Check each line of the data, and copy those where "Target" appears.

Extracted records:
════

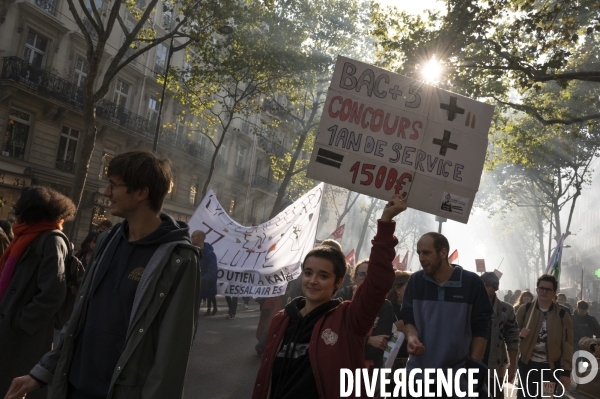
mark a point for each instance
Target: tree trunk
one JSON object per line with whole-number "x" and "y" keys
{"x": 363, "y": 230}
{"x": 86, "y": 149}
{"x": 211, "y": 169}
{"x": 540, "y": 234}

════

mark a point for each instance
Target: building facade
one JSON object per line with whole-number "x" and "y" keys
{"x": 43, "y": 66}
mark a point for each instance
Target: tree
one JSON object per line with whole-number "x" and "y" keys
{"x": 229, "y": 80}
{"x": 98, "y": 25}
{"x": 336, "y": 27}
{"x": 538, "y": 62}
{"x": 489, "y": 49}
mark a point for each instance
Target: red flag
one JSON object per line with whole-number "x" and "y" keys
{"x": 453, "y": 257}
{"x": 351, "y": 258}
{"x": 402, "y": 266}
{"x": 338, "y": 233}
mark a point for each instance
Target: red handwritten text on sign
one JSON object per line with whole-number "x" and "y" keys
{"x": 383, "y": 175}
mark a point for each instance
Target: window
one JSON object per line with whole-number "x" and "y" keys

════

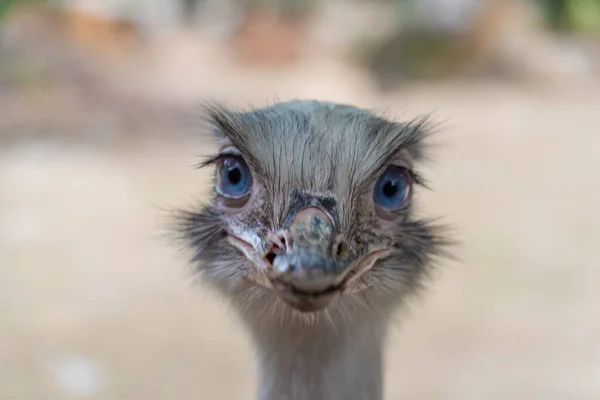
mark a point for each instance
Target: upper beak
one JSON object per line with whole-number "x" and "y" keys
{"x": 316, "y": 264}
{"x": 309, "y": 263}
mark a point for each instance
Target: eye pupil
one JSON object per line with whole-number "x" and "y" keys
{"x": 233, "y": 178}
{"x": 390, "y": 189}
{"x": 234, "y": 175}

════

Task result:
Target: tree trunk
Target: building facade
Target: tree
Target: red flag
Target: red handwritten text on sign
Target: window
Target: upper beak
Target: eye pupil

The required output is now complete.